Exercise instructions: Retype, exactly as they appear below, the lines between the line holding "Can you find the grass" and the line holding "Can you find the mountain", both ends included.

Dataset records:
________________________

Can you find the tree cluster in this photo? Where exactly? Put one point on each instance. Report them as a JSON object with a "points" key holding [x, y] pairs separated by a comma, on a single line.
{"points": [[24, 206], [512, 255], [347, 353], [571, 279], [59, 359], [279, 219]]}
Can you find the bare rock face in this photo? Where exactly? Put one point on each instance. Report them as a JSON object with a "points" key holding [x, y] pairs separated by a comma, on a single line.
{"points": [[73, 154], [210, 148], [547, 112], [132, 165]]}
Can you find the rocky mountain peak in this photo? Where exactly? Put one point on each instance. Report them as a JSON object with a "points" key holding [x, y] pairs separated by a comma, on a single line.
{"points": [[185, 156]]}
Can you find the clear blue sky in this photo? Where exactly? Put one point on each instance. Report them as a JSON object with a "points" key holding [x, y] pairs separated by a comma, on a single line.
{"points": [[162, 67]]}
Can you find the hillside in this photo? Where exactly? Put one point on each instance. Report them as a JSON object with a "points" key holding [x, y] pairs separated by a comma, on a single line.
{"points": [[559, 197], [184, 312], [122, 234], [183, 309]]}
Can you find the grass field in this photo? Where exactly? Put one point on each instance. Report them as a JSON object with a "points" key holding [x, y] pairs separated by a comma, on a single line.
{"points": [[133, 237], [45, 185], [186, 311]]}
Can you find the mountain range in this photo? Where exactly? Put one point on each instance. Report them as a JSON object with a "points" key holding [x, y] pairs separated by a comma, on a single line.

________________________

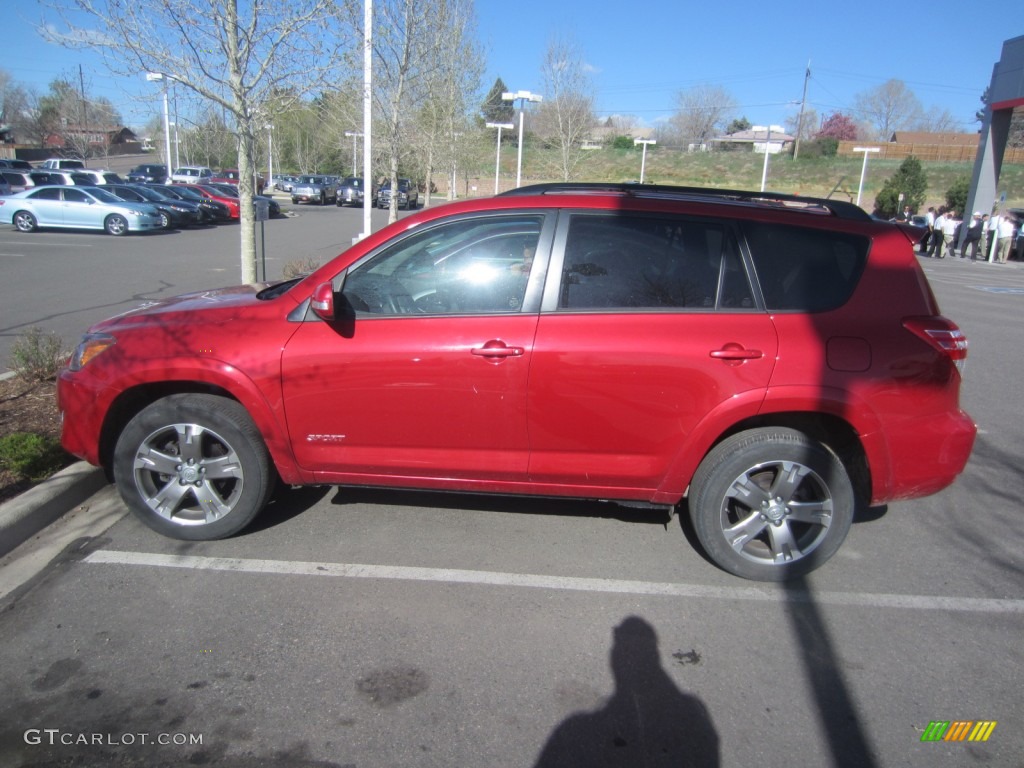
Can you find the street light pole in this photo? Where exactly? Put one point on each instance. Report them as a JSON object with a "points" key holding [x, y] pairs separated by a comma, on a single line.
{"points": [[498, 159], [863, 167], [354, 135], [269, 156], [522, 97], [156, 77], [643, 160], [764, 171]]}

________________________

Solution:
Can you find the grass field in this photo? Where exactly? Put one point on each instance. Report them as a JSON object with a "points" key holding [x, y] pairs separated by a comma, on a single line.
{"points": [[133, 237], [45, 185], [186, 311]]}
Can you find the mountain range in this photo? Where exactly? Put one point on each instance. Report them as a JSON object with a "points" key holding [x, y] pairs separated by a comma, on a single line.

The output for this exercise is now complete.